→ Raw records:
** start **

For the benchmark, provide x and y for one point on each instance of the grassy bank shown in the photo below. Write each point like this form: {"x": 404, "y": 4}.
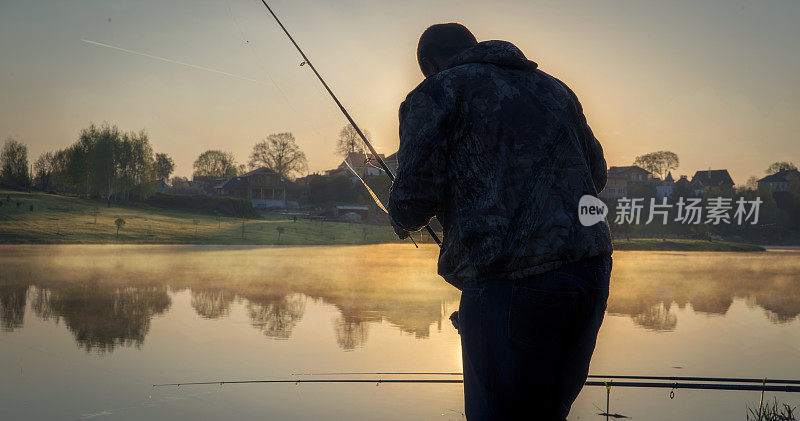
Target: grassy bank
{"x": 62, "y": 219}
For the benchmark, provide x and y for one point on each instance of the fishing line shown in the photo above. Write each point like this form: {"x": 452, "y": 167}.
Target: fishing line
{"x": 194, "y": 66}
{"x": 343, "y": 110}
{"x": 596, "y": 376}
{"x": 373, "y": 195}
{"x": 657, "y": 385}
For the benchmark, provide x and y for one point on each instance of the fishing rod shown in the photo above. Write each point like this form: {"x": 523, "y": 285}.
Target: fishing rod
{"x": 608, "y": 384}
{"x": 594, "y": 376}
{"x": 372, "y": 150}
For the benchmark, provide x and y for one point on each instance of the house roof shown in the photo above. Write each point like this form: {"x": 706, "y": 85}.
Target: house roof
{"x": 258, "y": 170}
{"x": 235, "y": 183}
{"x": 780, "y": 176}
{"x": 619, "y": 171}
{"x": 712, "y": 178}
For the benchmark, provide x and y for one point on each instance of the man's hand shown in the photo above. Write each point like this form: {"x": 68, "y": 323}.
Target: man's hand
{"x": 401, "y": 233}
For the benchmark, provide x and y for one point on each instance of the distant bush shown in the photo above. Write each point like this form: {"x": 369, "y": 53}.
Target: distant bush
{"x": 213, "y": 205}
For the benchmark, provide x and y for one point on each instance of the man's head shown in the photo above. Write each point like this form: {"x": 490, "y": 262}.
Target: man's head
{"x": 439, "y": 44}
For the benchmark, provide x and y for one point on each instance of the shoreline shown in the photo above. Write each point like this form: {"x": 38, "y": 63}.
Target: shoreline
{"x": 35, "y": 218}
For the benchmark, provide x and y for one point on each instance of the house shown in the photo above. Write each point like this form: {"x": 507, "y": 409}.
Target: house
{"x": 263, "y": 187}
{"x": 363, "y": 164}
{"x": 705, "y": 179}
{"x": 779, "y": 181}
{"x": 621, "y": 179}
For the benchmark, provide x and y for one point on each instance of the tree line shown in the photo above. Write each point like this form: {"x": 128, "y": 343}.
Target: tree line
{"x": 105, "y": 162}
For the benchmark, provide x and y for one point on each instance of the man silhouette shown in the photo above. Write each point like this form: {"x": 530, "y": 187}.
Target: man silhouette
{"x": 500, "y": 152}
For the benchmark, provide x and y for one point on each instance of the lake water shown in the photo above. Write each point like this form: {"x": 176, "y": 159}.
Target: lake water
{"x": 85, "y": 331}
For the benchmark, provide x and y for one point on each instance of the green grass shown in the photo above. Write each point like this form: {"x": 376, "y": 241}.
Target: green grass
{"x": 656, "y": 244}
{"x": 63, "y": 219}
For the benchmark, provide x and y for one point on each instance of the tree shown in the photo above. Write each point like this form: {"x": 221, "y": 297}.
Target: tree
{"x": 14, "y": 163}
{"x": 776, "y": 167}
{"x": 214, "y": 164}
{"x": 164, "y": 166}
{"x": 659, "y": 163}
{"x": 280, "y": 153}
{"x": 43, "y": 169}
{"x": 349, "y": 141}
{"x": 119, "y": 222}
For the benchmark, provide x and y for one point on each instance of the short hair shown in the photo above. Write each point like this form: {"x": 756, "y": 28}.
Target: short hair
{"x": 444, "y": 40}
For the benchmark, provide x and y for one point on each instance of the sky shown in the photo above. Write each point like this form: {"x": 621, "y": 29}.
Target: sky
{"x": 715, "y": 81}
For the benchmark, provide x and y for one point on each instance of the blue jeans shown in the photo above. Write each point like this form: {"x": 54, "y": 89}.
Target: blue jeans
{"x": 526, "y": 344}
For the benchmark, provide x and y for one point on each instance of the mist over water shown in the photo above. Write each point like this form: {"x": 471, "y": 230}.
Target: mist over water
{"x": 91, "y": 328}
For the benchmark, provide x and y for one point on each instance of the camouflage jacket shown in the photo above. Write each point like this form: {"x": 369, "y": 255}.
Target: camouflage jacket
{"x": 500, "y": 152}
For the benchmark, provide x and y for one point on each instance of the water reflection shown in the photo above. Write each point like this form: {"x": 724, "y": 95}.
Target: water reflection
{"x": 275, "y": 314}
{"x": 212, "y": 303}
{"x": 645, "y": 285}
{"x": 101, "y": 317}
{"x": 13, "y": 300}
{"x": 106, "y": 296}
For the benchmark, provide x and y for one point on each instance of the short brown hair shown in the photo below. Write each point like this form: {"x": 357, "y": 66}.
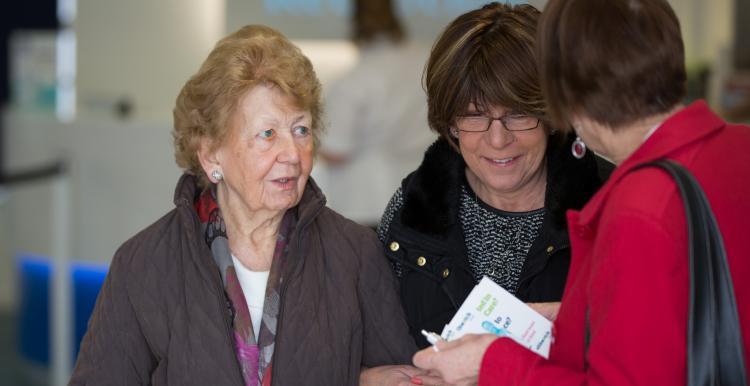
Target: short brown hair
{"x": 617, "y": 61}
{"x": 251, "y": 56}
{"x": 486, "y": 57}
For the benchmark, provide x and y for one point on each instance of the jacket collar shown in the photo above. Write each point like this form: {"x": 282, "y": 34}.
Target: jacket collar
{"x": 431, "y": 193}
{"x": 688, "y": 125}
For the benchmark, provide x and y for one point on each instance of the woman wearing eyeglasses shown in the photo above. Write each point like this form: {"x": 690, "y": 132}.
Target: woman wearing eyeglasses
{"x": 490, "y": 196}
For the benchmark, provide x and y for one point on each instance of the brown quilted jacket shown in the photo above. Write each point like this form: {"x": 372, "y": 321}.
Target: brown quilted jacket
{"x": 162, "y": 319}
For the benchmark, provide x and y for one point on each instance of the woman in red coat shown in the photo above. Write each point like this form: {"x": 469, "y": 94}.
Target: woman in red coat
{"x": 614, "y": 70}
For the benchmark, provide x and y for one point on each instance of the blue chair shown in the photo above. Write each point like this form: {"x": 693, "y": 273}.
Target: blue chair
{"x": 35, "y": 278}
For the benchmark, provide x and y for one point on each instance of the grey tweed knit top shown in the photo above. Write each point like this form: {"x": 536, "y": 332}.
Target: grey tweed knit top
{"x": 497, "y": 241}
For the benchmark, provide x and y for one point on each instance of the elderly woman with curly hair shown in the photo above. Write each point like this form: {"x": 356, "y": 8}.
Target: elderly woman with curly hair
{"x": 250, "y": 279}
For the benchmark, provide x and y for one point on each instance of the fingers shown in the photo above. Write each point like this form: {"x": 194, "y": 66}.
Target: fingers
{"x": 424, "y": 359}
{"x": 430, "y": 380}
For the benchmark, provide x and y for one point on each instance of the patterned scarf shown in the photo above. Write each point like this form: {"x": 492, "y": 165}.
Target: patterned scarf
{"x": 253, "y": 356}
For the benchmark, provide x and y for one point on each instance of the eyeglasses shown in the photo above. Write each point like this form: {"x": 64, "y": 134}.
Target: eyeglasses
{"x": 511, "y": 122}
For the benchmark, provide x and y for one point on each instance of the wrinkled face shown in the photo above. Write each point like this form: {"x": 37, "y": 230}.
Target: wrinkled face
{"x": 268, "y": 156}
{"x": 502, "y": 162}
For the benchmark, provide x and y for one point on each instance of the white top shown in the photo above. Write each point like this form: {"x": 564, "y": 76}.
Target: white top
{"x": 378, "y": 118}
{"x": 253, "y": 285}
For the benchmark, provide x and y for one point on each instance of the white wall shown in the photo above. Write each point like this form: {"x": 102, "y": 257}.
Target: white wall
{"x": 142, "y": 49}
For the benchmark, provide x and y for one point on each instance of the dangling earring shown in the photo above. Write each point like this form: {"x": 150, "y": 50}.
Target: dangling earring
{"x": 578, "y": 148}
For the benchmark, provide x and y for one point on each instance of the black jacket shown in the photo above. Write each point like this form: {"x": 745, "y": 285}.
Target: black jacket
{"x": 426, "y": 237}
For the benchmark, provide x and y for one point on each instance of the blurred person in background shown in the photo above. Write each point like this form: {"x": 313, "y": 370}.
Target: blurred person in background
{"x": 250, "y": 280}
{"x": 615, "y": 71}
{"x": 490, "y": 196}
{"x": 377, "y": 115}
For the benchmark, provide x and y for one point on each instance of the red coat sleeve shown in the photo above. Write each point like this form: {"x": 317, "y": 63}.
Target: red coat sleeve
{"x": 636, "y": 296}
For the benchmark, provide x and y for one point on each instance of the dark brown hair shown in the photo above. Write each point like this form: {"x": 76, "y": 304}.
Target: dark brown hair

** end **

Can you rewrite the lines from the one containing "of the dark" through the end of the raw records, switching "dark brown hair" to "black hair" and leaving everything else unchanged?

→ OUTPUT FOR THIS TASK:
For the benchmark, provide x and y for one point on each instance of the black hair shown in the photo above. Write each point like this form: {"x": 76, "y": 304}.
Target: black hair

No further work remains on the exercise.